PREFAZIONE

  Raffaele Porfidia

Presidente dell’Associazione per la Ricerca e la Comunicazione ARCO

 

Le Nazioni Unite hanno promosso e approvato una serie di trattati internazionali per sancire la non appropriabilità della luna, di altri satelliti, dello spazio esterno alla Terra. Altri trattati riconoscono che i fondali marini e l’Antartide non sono assoggettabili alla sovranità di un singolo Stato, ma costituiscono uno spazio a cui tutti possono accedere. Altri negoziati internazionali incominciano a porre al centro dell’attenzione il problema dell’uso corretto dei beni comuni, come l’atmosfera, nella quale non si può scaricare ad esempio ossido di carbonio a piacimento.

Ed ecco il ragionamento di Giovanni Franzoni, nel libro “Anche il cielo è di Dio”, il quale ricorda, come fosse il filosofo inglese John Locke, nel secondo dei suoi Trattati sul governo (1960), citando il Salmo 115, v. 16 della Bibbia (“Dio ha dato la terra all’umanità in comune”), che giunse ad affermare che quando si trae qualcosa dalla natura con il proprio lavoro si può acquisire la proprietà della cosa, ad alcune condizioni:

che ne resti abbastanza e di uguale qualità per gli altri

che non sia comunque possibile eccedere fino allo spreco.

Locke non poteva prevedere che le risorse della Terra fossero esauribili e che, in base ai suoi principi, avrebbero dominato proprio lo spreco e la distruzione dell’ambiente e della biosfera, ma resta il fatto che sulla base di tali principi si è ampiamente sfruttata molta parte del mondo.

I criteri di Locke sono accettati criticamente dagli economisti di oggi. Così Robert Nozick (Anarchy, State and Utopia Oxford 1974) obietta che la semplice applicazione del lavoro ad un bene comune non può dare il diritto di acquisirlo in proprietà, ma occorre la compresenza di alcuni titoli procedurali:

un principio di giustizia nell’acquisizione originaria

un principio di giustizia nel trasferimento della proprietà da un soggetto all’altro

un principio di rettifica se i precedenti principi sono stati applicati imperfettamente.
========================================
Compiti da svolgere:
**A)** Rispondi a queste domande sulla prefazione sui beni comuni, segnando le risposte con (i), (ii), (iii):
(i) Quale sostanza viene indicata come esempio di ciò che non si può scaricare a piacimento nell'atmosfera?
(ii) Quale passo della Bibbia viene citato?
(iii) In quale opera Robert Nozick muove la sua obiezione ai criteri di Locke?
**B)** Per favore, indica se ciascuna affermazione concorda con la prefazione sui beni comuni, rispondendo sì o no e citando le parole decisive del testo:
(i) I fondali marini e l'Antartide sono soggetti alla sovranità di un singolo Stato.
(ii) Locke prevedeva che le risorse della Terra si sarebbero esaurite.
(iii) Gli economisti di oggi accettano i criteri di Locke in modo critico.
**C)** Prosegui la prefazione sui beni comuni a partire dall'ultima frase riportata.

Dati archiviati:
========================================
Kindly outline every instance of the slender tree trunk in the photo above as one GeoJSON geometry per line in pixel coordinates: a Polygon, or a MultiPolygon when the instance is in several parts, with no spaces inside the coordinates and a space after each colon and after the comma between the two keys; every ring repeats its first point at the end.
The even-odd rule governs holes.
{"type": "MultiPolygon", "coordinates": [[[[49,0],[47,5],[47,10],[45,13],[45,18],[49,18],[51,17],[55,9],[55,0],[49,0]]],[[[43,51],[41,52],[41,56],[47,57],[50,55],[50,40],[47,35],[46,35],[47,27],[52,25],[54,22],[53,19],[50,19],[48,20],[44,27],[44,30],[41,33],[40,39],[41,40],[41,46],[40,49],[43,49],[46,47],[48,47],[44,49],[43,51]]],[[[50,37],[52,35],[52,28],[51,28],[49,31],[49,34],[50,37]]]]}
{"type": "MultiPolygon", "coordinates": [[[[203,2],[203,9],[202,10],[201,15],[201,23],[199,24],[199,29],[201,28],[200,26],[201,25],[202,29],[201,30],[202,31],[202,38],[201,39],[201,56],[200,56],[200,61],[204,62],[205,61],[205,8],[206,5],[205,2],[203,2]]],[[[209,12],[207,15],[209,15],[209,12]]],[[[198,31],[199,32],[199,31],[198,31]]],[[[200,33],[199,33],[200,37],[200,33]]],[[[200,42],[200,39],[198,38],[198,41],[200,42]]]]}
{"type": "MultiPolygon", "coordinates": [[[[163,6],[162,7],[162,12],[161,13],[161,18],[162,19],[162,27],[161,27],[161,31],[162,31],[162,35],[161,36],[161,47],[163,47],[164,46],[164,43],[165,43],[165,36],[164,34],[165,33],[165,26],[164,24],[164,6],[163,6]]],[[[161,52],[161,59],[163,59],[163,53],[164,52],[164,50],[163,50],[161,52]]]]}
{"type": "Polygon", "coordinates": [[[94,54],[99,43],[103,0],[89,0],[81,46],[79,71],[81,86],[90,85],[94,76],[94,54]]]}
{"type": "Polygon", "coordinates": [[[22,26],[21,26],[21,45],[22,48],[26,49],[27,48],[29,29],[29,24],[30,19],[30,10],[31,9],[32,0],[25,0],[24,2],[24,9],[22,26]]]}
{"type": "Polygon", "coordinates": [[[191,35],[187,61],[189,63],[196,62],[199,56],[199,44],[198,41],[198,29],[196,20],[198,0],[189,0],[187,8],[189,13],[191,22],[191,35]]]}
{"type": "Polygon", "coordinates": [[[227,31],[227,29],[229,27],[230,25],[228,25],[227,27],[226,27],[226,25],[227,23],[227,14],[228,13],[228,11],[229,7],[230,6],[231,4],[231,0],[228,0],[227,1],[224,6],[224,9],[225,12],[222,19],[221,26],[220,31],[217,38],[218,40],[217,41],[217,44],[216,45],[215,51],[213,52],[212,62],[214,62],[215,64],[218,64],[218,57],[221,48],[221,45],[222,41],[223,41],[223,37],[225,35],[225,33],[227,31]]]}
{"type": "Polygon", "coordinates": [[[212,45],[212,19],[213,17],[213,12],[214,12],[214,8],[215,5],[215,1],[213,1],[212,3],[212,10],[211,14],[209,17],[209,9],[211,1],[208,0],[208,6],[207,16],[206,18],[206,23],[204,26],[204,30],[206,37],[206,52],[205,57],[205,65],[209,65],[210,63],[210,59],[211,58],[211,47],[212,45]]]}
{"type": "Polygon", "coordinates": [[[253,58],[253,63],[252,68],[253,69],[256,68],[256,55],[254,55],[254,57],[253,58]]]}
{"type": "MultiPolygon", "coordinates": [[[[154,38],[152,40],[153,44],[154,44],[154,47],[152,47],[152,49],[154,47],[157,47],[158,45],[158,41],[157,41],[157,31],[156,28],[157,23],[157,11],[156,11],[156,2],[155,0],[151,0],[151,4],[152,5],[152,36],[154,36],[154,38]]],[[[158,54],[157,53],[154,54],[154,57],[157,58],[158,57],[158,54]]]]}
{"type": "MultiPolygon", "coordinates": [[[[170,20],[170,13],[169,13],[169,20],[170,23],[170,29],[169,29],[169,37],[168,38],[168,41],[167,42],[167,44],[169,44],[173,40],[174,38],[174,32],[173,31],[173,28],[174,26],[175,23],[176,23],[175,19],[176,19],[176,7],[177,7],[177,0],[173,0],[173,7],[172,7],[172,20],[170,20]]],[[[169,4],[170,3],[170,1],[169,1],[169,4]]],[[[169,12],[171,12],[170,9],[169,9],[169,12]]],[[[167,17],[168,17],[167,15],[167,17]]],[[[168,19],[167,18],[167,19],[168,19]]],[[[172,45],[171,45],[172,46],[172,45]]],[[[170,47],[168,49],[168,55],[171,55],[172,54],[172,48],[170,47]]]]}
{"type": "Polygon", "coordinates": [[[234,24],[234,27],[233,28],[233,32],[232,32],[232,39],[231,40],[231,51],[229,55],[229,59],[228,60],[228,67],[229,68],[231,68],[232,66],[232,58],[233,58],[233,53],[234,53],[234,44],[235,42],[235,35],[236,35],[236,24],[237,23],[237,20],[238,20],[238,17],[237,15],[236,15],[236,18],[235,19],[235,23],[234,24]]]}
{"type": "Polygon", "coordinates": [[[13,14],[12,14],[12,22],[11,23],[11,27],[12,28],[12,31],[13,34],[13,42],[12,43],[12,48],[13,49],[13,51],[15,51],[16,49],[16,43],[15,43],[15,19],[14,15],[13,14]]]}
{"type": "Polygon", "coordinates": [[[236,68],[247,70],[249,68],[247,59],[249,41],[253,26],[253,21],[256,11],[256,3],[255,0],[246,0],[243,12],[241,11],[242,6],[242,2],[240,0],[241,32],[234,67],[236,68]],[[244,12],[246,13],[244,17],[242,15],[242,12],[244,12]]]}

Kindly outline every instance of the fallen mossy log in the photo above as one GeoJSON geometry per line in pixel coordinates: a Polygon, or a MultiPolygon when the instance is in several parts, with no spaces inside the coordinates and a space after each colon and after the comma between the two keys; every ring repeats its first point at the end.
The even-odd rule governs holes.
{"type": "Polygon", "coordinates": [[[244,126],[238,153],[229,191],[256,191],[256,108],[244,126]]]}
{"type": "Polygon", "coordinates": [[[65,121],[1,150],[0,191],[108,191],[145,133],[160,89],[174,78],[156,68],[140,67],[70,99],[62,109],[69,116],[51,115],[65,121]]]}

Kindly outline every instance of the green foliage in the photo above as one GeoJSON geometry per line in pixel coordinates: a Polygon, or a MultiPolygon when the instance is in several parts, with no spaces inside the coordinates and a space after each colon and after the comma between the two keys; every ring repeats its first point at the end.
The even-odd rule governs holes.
========================================
Risposte per compito:
**A)**
(i) L'ossido di carbonio.
(ii) Il Salmo 115, v. 16.
(iii) In "Anarchy, State and Utopia" (Oxford 1974).

**B)**
(i) No: "non sono assoggettabili alla sovranità di un singolo Stato".
(ii) No: "Locke non poteva prevedere che le risorse della Terra fossero esauribili".
(iii) Sì: "I criteri di Locke sono accettati criticamente dagli economisti di oggi."

**C)**
Questo terzo principio diventa oggi fondamentale, perché la disuguaglianza e la povertà che contraddistinguono il mondo moderno non possono che nascere dalla disapplicazione – quanto meno – del criterio di giustizia posto a base delle due prime enunciazioni. Sempre di più, quindi, mentre si restringe fino ad annullarsi il diritto di acquisire come proprietà il bene comune, attraverso l’uso senza contropartite da parte di singoli soggetti – siano imprese industriali nazionali o transnazionali o enti istituzionali di varie caratteristiche – si sviluppa e mette radici la necessità e la logica di dare campo ad un nuovo sistema che ristabilisca giustizia nell’utilizzo del bene comune. Da qui trae origine la proposta di creare nuovo diritto internazionale per regolare quest’uso e istituire anche forme di pagamento di una imposta internazionale da destinare alle perequazioni dei diritti di partecipazione allo stesso bene comune, a favore di chi non può accedervi anche se ne avrebbe titolo.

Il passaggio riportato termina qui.